(Rows from a dataset)
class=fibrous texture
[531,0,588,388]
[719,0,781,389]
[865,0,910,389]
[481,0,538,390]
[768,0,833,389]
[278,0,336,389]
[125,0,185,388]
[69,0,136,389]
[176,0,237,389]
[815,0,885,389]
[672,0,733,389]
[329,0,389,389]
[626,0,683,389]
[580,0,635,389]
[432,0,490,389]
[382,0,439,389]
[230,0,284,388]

> INSTRUCTIONS FOR THE TASK: Please write out the listing above line for line, with nothing changed.

> ANSWER TO THIS TASK:
class=fibrous texture
[531,0,588,388]
[719,0,781,389]
[865,0,910,389]
[481,0,538,390]
[768,0,833,389]
[278,0,336,389]
[125,0,185,388]
[69,0,136,389]
[176,0,237,389]
[815,0,885,389]
[672,0,733,389]
[329,0,389,389]
[626,0,683,389]
[580,0,635,389]
[432,0,490,389]
[382,0,439,389]
[230,0,284,388]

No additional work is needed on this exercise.